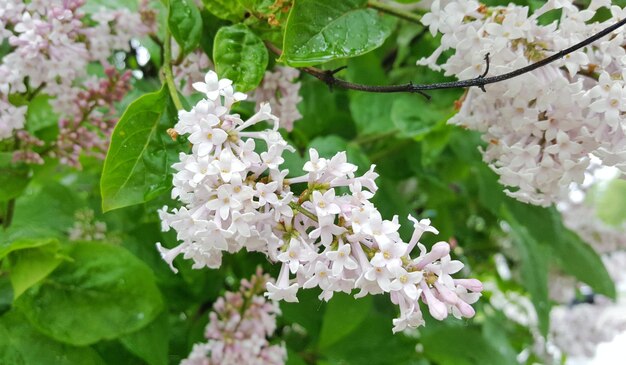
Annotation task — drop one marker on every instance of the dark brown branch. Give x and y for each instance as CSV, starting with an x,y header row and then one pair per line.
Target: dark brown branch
x,y
329,78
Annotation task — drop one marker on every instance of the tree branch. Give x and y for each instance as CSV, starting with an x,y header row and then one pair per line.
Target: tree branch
x,y
328,76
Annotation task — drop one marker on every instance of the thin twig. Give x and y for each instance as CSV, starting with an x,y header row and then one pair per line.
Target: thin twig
x,y
329,78
167,69
391,10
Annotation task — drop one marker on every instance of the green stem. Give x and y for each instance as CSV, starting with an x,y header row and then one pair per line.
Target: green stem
x,y
8,218
302,210
167,69
402,14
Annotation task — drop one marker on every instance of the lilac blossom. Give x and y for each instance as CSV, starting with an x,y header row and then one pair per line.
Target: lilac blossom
x,y
321,238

» What you will do: Set out the material once more, exact in every line, with no images.

» Solved problem:
Annotation task — drop one marker on every instance of the dark brown branch. Give x and y for each instance as CSV, starting with an x,y header row and then one pair per line.
Target: dark brown branch
x,y
329,78
Annotation task — drop one marker on every instance of the tree branch. Give x and y for each instance as CSV, starting with an x,y header row and then one pair per line.
Target: tree branch
x,y
328,76
Annotation task — drop one marker on every instance of the thin twig. Give x and y for each instance as CSV, starting with an x,y header row and then one pair per line.
Target: thin twig
x,y
329,78
167,69
391,10
Annotation task — drop one marker on every instance of the green stem. Give x and y for each instance as CSV, starting with an x,y header row and then one pair per line.
Target: green stem
x,y
8,218
302,210
167,69
402,14
Annotation task — drop one marker on every instance of the lilac blossom. Give x and y for each instance as CSV, starting with an x,y header row and then one pair per line.
Target: lilac blossom
x,y
321,238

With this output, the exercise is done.